Only the lines of the data holding the string "child" need to be returned.
Start of INPUT FOR THIS TASK
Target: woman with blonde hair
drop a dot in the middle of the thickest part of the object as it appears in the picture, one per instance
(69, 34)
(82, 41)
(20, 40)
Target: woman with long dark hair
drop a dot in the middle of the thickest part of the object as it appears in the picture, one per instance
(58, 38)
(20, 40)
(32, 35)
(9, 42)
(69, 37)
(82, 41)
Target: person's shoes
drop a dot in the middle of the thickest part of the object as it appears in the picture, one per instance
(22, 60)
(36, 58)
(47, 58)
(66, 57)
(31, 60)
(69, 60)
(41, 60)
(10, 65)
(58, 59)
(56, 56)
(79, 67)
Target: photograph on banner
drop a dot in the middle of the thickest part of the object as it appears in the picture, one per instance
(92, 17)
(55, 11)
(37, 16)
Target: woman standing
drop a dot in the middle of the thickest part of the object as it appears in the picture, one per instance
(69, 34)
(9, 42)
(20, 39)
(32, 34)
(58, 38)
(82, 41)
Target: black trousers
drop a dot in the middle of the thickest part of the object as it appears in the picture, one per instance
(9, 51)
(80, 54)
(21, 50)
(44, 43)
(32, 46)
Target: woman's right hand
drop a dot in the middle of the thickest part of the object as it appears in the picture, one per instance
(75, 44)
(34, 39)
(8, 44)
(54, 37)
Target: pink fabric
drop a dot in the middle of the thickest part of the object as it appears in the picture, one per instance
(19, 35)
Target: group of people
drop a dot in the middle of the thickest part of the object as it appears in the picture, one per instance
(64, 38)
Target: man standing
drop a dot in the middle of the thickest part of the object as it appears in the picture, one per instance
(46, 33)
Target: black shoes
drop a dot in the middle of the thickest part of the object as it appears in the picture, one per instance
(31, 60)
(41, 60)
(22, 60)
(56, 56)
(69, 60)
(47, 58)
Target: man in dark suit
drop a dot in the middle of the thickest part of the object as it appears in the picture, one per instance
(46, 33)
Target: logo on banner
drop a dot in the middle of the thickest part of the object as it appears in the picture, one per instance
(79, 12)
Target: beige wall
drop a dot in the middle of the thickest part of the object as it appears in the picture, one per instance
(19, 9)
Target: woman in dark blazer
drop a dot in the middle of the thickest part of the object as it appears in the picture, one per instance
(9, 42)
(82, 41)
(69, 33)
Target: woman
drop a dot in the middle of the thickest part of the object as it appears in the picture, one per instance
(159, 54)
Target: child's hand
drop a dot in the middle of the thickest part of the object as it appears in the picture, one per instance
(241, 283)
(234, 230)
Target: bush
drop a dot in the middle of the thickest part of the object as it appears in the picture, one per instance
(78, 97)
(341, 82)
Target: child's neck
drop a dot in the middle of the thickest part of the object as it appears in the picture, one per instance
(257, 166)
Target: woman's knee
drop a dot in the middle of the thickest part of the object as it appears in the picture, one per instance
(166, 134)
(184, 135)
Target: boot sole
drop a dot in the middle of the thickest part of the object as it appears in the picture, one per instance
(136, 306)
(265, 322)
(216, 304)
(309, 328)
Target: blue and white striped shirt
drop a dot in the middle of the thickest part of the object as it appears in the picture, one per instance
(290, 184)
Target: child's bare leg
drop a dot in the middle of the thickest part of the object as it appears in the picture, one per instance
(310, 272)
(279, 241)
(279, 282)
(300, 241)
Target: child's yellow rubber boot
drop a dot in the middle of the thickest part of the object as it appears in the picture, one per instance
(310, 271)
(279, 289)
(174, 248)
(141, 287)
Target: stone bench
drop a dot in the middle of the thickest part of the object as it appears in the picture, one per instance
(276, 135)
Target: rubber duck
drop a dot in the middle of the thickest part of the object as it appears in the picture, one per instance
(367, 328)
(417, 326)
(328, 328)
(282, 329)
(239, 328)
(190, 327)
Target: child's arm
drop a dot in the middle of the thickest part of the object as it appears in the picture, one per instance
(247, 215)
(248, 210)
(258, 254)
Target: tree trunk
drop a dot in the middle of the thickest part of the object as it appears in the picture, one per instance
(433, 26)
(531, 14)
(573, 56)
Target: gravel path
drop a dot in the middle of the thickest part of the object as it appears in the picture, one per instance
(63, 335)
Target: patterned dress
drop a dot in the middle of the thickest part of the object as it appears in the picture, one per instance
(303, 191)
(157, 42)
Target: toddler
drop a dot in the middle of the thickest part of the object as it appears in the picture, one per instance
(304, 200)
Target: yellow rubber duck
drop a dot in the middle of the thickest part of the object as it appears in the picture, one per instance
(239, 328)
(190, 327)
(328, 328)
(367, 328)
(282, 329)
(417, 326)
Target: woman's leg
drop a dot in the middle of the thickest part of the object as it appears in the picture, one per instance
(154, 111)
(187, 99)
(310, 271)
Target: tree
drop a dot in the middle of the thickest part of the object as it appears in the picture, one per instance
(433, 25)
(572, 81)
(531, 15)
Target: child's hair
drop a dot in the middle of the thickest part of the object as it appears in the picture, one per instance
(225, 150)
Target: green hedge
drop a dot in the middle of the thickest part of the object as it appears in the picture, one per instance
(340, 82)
End of INPUT FOR THIS TASK
▶ [RESULT FOR THIS EXERCISE]
Target: child's hand
Target: child's neck
Target: child's bare leg
Target: child's yellow rubber boot
Target: child's arm
Target: child's hair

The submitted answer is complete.